Text under study:
════════

Freelance photographer, guide, divemaster and travel blogger. Travelled 47 countries and counting; 30 in Africa plus the Caribbean, Europe and SE Asia. Now in South America and as always, still working and involved in the tourism and hospitality industries.
Search for Green-breasted Pitta, Kanyanchu, Kibale Forest (day 1)
10 Aug: Birding from Kanyanchu UWA office in Kibale Forest with UWA guide Gerald T 06:00 - 12:20
As we were leaving Chimp's Nest to go to Kanyanchu, a Wood Owl was calling but there wasn't time to look around for it, the hunt for the Green-breasted Pitta had to get underway. We set off at 6am from the UWA office with head torches into the forest to get to the location where we'll be hoping to hear the display of the Pitta and then find it from there. 20min into the walk a soft rain started coming down and when we reached the spot where we would wait, there was a good shower underway.
By 7:30 we still hadn't heard any Pitta displaying and started searching on the ground in the areas that Gerald knew as their territories. The rain eventually let up but the forest was still dripping from the rain and it was also strong dusk-type light inside the forest, not making it any easier to find this lovely yet cryptically plumaged bird. Other birds were waking up and the first calls were that of Red-chested Cuckoo, Scaly-breasted Illadopsis, Rufous Flycatcher Thrush and White-tailed Ant-thrush.
Luckily we also eventually started seeing some other birds as well whilst the Pitta eluded us; White-throated Greenbul, Crested Guineafowl, Scaly-breasted Illadopsis, Western Black-headed Oriole, Purple-headed Starling and an immature Narina Trogon were the first sightings.

════════

Source material:
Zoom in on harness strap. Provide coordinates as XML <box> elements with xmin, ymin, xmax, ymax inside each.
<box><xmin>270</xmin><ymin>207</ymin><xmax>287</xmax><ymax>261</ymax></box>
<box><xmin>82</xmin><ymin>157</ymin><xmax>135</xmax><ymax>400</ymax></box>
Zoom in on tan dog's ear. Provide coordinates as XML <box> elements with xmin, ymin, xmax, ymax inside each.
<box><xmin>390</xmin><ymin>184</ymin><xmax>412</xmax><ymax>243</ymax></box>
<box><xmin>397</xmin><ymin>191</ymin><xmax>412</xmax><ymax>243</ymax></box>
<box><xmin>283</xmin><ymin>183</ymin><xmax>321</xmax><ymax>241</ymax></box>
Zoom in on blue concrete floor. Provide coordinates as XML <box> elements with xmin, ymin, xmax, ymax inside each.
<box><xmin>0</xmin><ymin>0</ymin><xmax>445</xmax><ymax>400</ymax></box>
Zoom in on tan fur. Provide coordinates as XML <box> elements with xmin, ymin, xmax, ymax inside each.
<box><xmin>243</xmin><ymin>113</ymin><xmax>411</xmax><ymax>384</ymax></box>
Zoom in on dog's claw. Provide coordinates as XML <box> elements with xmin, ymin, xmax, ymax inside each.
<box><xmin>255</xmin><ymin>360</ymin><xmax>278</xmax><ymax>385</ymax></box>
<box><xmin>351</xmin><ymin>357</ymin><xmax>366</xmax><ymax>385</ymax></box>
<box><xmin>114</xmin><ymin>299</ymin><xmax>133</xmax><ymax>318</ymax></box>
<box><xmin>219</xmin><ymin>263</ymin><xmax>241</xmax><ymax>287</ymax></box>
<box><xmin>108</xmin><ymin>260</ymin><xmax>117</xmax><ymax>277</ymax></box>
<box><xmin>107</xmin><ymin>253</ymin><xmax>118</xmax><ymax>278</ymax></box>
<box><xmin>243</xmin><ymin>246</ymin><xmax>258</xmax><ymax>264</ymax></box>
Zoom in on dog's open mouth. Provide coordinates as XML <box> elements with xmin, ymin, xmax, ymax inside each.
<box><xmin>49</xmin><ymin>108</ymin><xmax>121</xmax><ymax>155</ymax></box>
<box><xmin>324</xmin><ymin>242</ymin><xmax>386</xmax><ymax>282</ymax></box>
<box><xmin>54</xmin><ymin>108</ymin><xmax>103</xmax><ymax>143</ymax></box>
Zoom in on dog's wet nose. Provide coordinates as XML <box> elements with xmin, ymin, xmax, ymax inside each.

════════

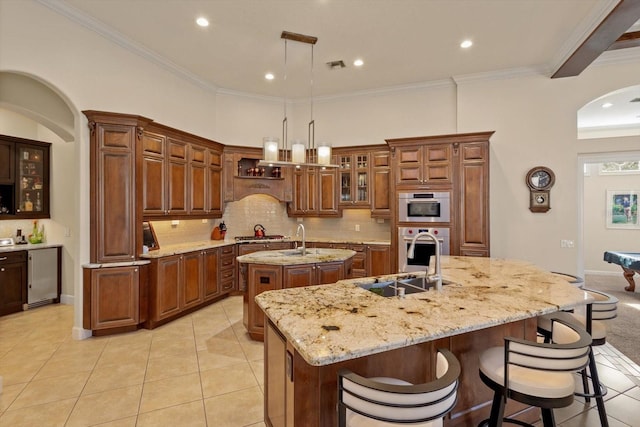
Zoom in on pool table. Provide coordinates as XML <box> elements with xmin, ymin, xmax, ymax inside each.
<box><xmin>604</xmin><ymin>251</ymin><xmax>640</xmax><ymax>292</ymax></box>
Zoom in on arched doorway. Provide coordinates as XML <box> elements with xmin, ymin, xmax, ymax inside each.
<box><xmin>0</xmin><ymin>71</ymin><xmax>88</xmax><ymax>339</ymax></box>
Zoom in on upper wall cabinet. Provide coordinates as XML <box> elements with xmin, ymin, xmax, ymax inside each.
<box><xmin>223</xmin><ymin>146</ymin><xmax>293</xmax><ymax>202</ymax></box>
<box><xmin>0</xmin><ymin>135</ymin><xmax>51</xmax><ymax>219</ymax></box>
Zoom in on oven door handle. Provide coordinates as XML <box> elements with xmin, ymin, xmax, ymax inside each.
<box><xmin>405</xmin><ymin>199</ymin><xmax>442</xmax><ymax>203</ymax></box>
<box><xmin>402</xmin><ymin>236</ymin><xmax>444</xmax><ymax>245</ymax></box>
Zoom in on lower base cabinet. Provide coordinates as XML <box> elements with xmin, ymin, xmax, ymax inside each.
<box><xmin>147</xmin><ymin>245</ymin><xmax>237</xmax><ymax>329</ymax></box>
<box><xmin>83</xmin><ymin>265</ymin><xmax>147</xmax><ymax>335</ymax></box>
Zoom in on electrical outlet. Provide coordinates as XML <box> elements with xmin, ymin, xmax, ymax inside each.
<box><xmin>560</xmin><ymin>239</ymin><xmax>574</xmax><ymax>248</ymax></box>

════════

What you should do: Pick up the account of the search for the Green-breasted Pitta in Kibale Forest right after its final sentence and continue it.

Task response:
We slowly worked our way back to the main trail where we encountered a Red-capped Robin-chat busy with its morning song. Perfectly posing, it was ideal (other than the light) for some good photos and I gradually crept closer getting better shots. One moment I paused, shocked/surprised/amazed - the bird had just mimicked my camera shutter! Big smiles all round at this amazing mimic and songster. Still no Pitta yet though - luckily we had booked an extra night at the lodge, so we'll try tomorrow again.
Narina Trogon immature
We reached the office at 10:40 where there was time for a quick coffee and tea. Whilst chatting and seeing what birds were around the UWA office area, 2 large Hornbills flew in rather quietly which seemed a bit odd considering we just randomly put them down to B&W Casqued. Having a closer look with the binoculars though revealed a pair of White-thighed Hornbills! What a bonus - totally an unexpected species here, for us anyway. Gerald then tells us that they haven't been noted there for quite a few years and that it was also his 1st sighting of them there in 7 years!
Little Green Sunbird at nest
Other birds were quite active and Little Green and Collared Sunbirds were nesting and Gerald found us a pair of Buff-spotted Woodpeckers. A Yellowbill also made a brief appearance. Wandering through the campsite and the office approach road, we also found Bronze Mannikin, Olive-bellied (nesting) and Green Sunbirds, Lizard Buzzard and rounded off very nicely with excellent views of a pair of Yellow-billed Barbets (the species I'd missed out on in Semuliki Forest).
Collared Sunbird with nesting material
As we were leaving the office, we found a pair of Little Green Sunbirds with a juvenile, Black-necked Weaver and White-winged Widow, the latter being as we left the main Kibale Forest along the road to the lodge.
Other species heard (some seen) included; Blue-spotted Wood Dove and Tambourine Dove (seen), Yellow-throated and Speckled Tinkerbirds (both only heard), Yellow-crested Woodpecker (heard), Black & White Casqued Hornbill (heard).